_Your task_: Copy the lines of the material below word for word, starting at the line containing "As a courtesy, could you identify the eyeglasses" and continuing down to the line containing "[11,57,44,87]", both of these lines included.

_Data to use_:
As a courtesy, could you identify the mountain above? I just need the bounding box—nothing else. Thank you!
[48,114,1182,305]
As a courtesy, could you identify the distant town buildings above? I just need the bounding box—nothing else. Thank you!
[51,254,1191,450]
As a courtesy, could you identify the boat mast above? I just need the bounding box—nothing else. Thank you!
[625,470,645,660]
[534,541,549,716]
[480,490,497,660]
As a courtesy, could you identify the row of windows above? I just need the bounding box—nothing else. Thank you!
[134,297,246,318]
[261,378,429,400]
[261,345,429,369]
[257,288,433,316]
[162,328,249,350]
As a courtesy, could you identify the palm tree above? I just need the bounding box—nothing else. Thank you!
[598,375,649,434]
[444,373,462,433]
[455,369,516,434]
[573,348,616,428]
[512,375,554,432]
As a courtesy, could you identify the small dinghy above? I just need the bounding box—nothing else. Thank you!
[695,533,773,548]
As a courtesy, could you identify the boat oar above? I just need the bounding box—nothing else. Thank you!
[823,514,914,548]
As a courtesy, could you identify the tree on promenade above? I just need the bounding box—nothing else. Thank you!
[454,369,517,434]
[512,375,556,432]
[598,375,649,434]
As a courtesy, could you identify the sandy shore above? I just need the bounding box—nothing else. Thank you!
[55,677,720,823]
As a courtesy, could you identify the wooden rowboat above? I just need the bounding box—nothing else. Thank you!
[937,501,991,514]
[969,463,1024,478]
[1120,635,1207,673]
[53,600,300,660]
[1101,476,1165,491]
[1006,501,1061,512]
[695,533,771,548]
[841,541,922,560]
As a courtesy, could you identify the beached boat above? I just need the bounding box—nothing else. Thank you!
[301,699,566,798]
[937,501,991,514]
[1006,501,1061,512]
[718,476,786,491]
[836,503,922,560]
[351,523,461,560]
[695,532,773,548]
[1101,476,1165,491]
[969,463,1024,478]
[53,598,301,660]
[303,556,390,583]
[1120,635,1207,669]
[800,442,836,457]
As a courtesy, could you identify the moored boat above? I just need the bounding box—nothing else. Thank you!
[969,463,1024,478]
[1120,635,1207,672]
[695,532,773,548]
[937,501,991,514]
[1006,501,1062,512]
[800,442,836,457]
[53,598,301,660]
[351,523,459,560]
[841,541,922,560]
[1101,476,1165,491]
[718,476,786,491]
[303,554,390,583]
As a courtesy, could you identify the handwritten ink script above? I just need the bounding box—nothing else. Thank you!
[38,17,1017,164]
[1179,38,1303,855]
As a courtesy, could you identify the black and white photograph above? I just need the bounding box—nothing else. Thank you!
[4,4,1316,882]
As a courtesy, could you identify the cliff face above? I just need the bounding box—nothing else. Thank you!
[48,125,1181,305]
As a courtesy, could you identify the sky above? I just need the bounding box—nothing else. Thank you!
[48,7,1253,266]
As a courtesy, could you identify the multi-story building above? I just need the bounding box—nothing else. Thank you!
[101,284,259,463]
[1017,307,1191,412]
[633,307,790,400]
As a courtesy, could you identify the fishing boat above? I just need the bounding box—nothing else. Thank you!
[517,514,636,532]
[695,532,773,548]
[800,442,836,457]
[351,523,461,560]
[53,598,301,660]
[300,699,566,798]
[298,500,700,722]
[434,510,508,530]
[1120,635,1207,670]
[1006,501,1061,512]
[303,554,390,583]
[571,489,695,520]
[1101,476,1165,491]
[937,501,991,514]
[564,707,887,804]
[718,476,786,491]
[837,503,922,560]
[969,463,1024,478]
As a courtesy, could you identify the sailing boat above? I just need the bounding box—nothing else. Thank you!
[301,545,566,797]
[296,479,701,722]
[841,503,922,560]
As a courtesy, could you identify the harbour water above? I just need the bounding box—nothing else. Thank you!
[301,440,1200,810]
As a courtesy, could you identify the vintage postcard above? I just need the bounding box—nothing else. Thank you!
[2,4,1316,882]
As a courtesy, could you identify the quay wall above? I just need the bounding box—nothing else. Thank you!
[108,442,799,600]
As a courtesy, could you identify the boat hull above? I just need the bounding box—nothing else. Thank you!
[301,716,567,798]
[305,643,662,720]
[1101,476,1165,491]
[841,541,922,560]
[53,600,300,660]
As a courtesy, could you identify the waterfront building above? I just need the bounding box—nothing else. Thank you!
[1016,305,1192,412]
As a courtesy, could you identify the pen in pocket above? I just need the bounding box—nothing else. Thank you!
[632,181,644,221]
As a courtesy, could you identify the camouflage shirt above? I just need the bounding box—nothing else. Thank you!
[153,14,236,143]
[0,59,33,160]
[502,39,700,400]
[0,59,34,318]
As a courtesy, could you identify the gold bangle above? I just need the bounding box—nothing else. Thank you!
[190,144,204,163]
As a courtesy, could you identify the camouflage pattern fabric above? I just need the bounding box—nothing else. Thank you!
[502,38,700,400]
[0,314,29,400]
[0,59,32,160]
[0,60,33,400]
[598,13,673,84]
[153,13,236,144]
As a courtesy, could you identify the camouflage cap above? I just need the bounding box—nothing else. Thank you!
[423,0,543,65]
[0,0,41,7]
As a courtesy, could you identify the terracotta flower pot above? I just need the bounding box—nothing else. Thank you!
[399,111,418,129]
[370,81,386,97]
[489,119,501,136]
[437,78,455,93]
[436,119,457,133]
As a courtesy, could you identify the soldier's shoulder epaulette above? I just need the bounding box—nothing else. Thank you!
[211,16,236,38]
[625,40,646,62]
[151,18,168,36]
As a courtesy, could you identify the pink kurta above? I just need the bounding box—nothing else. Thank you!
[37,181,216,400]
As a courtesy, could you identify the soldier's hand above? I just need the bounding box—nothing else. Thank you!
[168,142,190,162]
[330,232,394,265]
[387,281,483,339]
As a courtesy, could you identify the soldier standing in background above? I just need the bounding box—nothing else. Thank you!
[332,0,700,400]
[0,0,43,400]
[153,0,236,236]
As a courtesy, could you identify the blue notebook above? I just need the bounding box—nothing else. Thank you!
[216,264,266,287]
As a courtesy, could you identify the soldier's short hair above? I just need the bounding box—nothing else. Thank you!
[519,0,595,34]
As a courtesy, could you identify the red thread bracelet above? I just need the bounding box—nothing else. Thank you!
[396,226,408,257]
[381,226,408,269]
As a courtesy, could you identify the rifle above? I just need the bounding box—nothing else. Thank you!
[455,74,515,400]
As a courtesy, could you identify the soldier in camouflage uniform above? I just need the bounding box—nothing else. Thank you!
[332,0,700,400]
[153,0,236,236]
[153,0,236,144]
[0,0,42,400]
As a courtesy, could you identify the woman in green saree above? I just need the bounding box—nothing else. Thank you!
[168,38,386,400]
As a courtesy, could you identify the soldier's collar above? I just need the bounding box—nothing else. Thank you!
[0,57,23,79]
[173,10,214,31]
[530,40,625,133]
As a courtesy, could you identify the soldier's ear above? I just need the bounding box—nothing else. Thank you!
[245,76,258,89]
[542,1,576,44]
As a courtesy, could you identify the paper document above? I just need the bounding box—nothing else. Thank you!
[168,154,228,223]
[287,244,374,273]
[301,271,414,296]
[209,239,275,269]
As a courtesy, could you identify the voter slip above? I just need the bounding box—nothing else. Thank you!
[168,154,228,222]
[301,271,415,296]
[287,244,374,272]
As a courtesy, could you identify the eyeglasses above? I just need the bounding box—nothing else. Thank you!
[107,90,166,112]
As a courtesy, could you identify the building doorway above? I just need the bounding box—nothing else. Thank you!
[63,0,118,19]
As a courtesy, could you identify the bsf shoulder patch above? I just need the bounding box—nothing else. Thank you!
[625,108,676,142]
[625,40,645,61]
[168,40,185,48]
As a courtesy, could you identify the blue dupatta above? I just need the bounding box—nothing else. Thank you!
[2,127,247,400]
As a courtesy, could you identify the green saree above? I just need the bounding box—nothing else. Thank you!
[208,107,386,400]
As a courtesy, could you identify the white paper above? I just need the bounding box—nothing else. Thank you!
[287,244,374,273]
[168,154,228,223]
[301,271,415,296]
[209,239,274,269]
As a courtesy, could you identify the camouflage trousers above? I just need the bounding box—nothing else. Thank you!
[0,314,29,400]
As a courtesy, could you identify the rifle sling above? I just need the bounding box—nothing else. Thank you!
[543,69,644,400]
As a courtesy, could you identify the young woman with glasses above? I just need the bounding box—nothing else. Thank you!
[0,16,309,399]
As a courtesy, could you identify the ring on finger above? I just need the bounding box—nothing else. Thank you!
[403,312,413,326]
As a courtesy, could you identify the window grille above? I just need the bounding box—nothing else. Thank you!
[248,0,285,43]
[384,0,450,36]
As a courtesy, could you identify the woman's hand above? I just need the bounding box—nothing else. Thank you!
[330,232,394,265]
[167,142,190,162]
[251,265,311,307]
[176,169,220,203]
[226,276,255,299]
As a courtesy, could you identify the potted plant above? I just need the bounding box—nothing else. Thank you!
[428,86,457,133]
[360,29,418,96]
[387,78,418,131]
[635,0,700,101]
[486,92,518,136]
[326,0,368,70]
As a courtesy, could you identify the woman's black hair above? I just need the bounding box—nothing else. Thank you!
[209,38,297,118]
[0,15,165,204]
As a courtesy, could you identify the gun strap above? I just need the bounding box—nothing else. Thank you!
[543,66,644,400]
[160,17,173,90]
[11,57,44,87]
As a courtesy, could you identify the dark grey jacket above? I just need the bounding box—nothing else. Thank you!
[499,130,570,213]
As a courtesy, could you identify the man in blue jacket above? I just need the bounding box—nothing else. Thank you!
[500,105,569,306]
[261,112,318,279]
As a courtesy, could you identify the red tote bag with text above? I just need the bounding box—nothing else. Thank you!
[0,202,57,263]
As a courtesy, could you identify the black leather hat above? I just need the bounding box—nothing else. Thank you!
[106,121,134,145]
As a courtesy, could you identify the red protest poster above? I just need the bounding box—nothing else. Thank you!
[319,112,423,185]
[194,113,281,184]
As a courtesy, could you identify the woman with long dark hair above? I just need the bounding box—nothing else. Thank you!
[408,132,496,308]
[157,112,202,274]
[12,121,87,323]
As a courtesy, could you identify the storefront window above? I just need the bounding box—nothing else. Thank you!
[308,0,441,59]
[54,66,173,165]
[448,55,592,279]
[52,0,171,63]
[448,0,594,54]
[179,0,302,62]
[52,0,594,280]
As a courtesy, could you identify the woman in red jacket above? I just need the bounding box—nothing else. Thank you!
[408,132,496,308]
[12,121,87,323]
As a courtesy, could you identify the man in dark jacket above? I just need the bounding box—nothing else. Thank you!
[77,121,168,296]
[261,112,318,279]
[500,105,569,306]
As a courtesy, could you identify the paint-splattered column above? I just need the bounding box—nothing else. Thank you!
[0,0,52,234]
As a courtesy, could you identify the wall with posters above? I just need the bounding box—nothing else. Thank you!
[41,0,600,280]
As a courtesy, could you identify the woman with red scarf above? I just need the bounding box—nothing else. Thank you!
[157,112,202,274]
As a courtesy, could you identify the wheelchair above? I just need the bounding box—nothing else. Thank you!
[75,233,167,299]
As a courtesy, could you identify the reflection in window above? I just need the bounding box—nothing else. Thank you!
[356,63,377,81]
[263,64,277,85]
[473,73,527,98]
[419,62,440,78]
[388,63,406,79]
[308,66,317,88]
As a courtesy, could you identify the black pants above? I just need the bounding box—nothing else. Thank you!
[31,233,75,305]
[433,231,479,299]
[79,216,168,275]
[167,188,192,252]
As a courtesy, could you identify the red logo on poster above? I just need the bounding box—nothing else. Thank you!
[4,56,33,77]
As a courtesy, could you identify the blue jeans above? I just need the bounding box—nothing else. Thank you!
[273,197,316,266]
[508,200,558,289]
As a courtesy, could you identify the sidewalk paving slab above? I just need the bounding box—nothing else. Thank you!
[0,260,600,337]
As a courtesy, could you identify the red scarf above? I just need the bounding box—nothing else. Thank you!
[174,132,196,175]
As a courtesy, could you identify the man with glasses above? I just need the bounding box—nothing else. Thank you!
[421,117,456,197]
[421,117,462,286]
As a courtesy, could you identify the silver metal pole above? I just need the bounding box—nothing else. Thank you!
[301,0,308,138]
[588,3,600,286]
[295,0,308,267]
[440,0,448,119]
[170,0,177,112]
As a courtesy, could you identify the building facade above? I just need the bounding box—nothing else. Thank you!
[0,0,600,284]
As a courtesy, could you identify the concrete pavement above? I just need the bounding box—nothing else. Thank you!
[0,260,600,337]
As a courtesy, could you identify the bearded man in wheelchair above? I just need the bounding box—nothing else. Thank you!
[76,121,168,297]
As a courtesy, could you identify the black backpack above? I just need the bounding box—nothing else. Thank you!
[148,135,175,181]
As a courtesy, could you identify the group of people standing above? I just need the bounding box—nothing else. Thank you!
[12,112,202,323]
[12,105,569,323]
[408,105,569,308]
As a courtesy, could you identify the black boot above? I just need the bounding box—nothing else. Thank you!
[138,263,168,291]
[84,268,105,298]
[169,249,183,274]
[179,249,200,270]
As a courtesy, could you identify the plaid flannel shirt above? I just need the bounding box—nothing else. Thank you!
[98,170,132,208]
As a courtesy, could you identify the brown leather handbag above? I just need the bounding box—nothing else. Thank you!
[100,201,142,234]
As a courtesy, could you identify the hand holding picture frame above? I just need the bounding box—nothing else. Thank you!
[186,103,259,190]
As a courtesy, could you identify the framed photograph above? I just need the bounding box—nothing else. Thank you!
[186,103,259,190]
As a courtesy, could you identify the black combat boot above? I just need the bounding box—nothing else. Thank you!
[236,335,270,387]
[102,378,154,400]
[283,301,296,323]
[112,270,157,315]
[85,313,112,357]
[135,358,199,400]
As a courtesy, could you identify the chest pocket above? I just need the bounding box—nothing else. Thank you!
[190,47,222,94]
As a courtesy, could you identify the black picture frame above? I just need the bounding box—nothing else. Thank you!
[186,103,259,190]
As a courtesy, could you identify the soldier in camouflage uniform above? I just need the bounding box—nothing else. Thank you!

_The answer_:
As a courtesy, could you identify the eyeglasses above? I just need the bounding box—nothing else. Thank you!
[107,90,166,112]
As a courtesy, could you identify the building doorway above? I just need the bounding box—nothing else. Thank you!
[63,0,118,19]
As a courtesy, could you identify the bsf shoulder patch above? I just need the bounding box—nothing else. Thank you!
[625,108,676,142]
[625,40,645,61]
[168,40,185,48]
As a courtesy, could you identify the blue dupatta above? I just need the bounding box—nothing else. Thank you!
[2,127,247,400]
As a courtesy, could you identify the green saree above? I just need the bounding box—nothing else. Thank you!
[208,107,386,400]
As a courtesy, could you identify the white paper above? I just need the bounding box—nothing else. Thank you!
[287,244,374,273]
[168,154,228,223]
[301,271,415,296]
[209,239,274,269]
As a courtesy, could you identify the camouflage trousers above? I just need the bounding box—nothing else. Thank you!
[0,314,29,400]
As a courtesy, could you identify the rifle sling above? I just need the bounding box—nothing else. Thank you!
[543,69,644,400]
As a courtesy, could you identify the young woman with glasses above? I just need the bounding box—nothing else. Thank you!
[0,16,309,399]
As a courtesy, could you identify the ring on finger above? I just need the bounding box—nothing else. Thank you!
[403,312,413,326]
As a courtesy, could you identify the window grille above? I just need the bounding box—nothing else. Thank you!
[248,0,285,43]
[384,0,450,36]
As a courtesy, could you identify the woman's hand above? I just need the bounding box—nothing else. Thank you!
[330,232,394,265]
[167,142,190,162]
[251,265,311,307]
[176,169,220,203]
[226,276,255,299]
As a courtesy, could you identify the potted plant above? I just need the bounding box—nothing else. Thank you!
[428,86,457,133]
[360,29,418,96]
[387,78,418,131]
[635,0,700,101]
[486,92,518,136]
[326,0,368,70]
As a courtesy, could you identify the woman's black hair above? I just need the bounding box—nothing else. Thank you!
[209,38,297,118]
[0,15,165,204]
As a courtesy, could you identify the gun strap above? I just need the bounding box—nothing else. Thank you!
[543,66,644,400]
[160,17,173,90]
[11,57,44,87]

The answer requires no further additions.